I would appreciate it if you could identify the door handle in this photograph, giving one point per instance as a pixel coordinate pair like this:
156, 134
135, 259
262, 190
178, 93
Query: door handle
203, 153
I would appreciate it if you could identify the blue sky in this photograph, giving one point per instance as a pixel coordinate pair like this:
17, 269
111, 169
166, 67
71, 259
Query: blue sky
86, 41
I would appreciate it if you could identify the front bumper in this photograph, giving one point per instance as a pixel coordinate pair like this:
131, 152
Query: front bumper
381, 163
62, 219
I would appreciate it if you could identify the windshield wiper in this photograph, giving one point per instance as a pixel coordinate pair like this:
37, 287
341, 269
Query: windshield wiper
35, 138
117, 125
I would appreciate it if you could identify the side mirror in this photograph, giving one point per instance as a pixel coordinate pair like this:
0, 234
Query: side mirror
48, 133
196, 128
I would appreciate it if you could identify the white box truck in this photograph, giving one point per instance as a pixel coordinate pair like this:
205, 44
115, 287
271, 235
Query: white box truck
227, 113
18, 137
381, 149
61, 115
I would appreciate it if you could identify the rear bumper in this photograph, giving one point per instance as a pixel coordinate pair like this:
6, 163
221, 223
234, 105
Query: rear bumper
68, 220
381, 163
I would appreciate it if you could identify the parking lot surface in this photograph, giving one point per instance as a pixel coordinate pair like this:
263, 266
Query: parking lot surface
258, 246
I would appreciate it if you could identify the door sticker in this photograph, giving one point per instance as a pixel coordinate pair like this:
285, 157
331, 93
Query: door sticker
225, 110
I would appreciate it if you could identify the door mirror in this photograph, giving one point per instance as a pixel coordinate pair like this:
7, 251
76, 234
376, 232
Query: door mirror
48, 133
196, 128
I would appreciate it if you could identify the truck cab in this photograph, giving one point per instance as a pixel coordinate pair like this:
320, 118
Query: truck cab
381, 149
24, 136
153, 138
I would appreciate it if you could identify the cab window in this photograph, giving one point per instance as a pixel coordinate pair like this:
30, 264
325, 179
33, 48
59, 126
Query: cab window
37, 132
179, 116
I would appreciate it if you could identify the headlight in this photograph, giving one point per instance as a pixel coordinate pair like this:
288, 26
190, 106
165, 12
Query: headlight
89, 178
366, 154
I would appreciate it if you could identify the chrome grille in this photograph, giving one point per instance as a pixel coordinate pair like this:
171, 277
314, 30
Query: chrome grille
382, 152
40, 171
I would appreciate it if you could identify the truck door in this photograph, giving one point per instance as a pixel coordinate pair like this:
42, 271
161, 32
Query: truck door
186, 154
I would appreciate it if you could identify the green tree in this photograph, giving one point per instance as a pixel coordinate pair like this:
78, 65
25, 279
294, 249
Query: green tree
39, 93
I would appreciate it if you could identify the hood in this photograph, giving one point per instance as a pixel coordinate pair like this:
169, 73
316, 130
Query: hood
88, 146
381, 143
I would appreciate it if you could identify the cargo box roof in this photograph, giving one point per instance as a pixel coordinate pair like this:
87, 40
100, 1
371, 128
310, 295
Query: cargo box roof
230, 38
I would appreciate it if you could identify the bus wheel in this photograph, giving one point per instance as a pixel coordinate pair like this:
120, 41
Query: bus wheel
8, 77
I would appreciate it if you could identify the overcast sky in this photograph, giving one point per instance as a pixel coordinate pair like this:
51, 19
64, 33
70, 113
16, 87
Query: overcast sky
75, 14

**Exercise directions**
Your answer must be an exact copy of every entry above.

**Answer space**
I would appreciate it if you could identify the door handle in this photograph, giving one point per instance as a pixel coordinate pair like this:
156, 134
135, 259
262, 190
178, 93
Query: door handle
203, 153
I would appreciate it if you could identify the blue sky in this photograph, giving one point per instance as a pixel coordinate pair like this:
17, 269
111, 169
166, 67
71, 259
Query: blue sky
86, 41
I would appreciate it if you could identify the front bumper in this photograph, giving one point per instance as a pixel coordinate pair like this:
131, 152
Query: front bumper
381, 163
62, 219
I would appreciate it if you could identify the windshield wiper in this photograph, giving one point per instance as a pixel coordinate pair like this:
37, 287
341, 269
Query: windshield wiper
35, 138
117, 125
I would appreciate it if you could identify the side mirror in this photograph, giving one point per instance as a pixel coordinate pair like this:
0, 234
Query: side mirror
48, 133
196, 128
I would appreciate it if you could identify the white box truck in this photograph, giving one point per instance as a pixel coordinate pair like this:
205, 44
115, 287
271, 235
Query: white box truck
227, 113
18, 137
381, 149
61, 115
I would appreciate it if you could identify the rear bumper in this photograph, giving one point per instance as a pixel coordinate pair like this:
6, 163
221, 223
234, 105
Query: rear bumper
68, 220
381, 163
I would appreciate it if you could identify the parking lot surface in this photograph, giving one point per instance as a pixel coordinate pair like this:
263, 266
Query: parking lot surface
258, 246
I would appreciate it if you could identify the door sticker in this photograph, giving one point per instance as a pixel coordinate pair like this:
285, 157
331, 93
Query: door sticker
225, 110
I would appreciate it if you could identify the door mirror in this photograph, giving one point per instance as a pixel coordinate pair like this:
7, 251
76, 234
376, 232
Query: door mirror
48, 133
196, 128
I would appreciate it if you could identify the truck cab in this photograph, giving one point per instance as a pixel coordinate pair like this:
320, 118
Query: truck cab
381, 149
24, 136
153, 138
I would appreciate it if you could identify the cab window in this photograph, giving one point per instance as a pixel coordinate pair like this:
30, 264
325, 179
33, 48
59, 126
Query: cab window
37, 132
179, 116
I would appreciate it if you could identify the headlight in this photograph, giving one point per instance as a pixel coordinate pair like this:
288, 26
190, 106
165, 12
Query: headlight
89, 178
366, 154
I would appreciate it if you could identify the chrome grille in this photograph, giving one point per instance as a pixel coordinate pair like this:
171, 277
314, 30
Query: chrome grille
382, 152
40, 171
I would appreciate it if you could identify the truck door in this photograph, giving one point per instance as a pixel coordinate pair like this:
42, 271
161, 32
Query: truck door
186, 154
I would appreciate it if you could identify the green tree in this photograph, giving one point per instance as a pixel coordinate pair like this:
78, 65
25, 279
294, 249
Query: green tree
39, 93
I would appreciate it if you could identify the hood in this photograph, giving one point per instance as a pixel coordinate pair like this:
169, 73
316, 130
Query: hood
88, 146
381, 143
I would appreciate it if you could identify the cargo box roof in this photograph, giving one point per instance as a pixel coordinate pair like this:
87, 40
100, 1
371, 128
310, 295
Query: cargo box roof
230, 38
I would appreciate it if you could identify the bus wheel in this photograph, giving one point per instance as a pixel coordinate pair like this:
120, 41
Query: bus wheel
8, 77
I would appreciate it if you could identify the overcast sky in this photograph, giving one point per instance as a pixel coordinate pair like this:
51, 19
64, 33
70, 113
16, 87
Query: overcast sky
75, 14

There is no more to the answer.